** Opening Available records block **

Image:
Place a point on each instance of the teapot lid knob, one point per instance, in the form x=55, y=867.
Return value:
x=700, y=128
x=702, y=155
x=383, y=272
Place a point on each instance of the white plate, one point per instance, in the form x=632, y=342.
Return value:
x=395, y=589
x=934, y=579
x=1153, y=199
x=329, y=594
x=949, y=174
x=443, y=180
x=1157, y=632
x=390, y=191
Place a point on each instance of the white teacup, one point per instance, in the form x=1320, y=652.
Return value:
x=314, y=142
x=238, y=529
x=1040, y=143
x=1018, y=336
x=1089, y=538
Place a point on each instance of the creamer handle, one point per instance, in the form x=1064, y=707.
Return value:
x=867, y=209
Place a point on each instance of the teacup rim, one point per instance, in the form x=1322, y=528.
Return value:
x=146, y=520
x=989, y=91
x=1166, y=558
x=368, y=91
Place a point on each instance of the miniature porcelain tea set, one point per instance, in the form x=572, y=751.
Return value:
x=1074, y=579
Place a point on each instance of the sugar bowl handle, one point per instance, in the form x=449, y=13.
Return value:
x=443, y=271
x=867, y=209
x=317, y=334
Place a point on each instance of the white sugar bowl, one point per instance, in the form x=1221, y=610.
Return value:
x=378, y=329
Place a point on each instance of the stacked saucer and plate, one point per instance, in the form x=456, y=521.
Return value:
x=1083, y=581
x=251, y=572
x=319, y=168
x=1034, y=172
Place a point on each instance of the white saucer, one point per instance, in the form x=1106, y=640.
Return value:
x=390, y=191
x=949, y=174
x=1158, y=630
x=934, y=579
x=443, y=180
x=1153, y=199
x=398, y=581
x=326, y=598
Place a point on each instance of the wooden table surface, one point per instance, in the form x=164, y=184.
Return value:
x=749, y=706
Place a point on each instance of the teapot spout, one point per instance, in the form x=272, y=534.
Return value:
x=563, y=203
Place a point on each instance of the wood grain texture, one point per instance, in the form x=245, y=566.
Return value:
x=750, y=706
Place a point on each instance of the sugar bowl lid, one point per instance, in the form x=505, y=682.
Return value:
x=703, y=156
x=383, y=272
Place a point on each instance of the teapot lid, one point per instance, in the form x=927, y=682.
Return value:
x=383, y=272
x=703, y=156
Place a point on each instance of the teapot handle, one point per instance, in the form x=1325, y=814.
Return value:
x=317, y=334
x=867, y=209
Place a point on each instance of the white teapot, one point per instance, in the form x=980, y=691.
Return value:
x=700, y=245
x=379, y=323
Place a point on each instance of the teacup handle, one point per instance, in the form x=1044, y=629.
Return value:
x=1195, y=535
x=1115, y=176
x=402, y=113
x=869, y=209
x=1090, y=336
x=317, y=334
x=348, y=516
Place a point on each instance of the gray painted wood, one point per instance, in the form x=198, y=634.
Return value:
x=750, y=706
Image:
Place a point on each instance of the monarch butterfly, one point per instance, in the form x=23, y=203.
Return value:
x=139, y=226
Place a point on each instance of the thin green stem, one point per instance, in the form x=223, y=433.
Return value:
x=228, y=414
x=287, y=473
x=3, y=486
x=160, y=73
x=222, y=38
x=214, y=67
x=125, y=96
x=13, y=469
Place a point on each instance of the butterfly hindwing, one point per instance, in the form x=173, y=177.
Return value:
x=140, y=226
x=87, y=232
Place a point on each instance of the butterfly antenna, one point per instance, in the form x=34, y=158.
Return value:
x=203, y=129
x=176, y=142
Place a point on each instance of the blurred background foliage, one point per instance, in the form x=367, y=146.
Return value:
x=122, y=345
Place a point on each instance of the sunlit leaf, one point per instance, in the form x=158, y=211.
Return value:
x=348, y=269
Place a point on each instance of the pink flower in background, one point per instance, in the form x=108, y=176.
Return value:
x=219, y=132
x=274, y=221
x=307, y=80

** Closing Available records block **

*What is required*
Among the records above, find the lines where the word "bowl" appears and copy them.

*Finished task*
Place a point on each instance of the sugar bowl handle, one point per instance, in the form x=449, y=13.
Place a point on each instance of the white sugar bowl, one point per instance, in the form x=1221, y=610.
Place a point on each instance of the sugar bowl lid, one point per instance, in the form x=505, y=682.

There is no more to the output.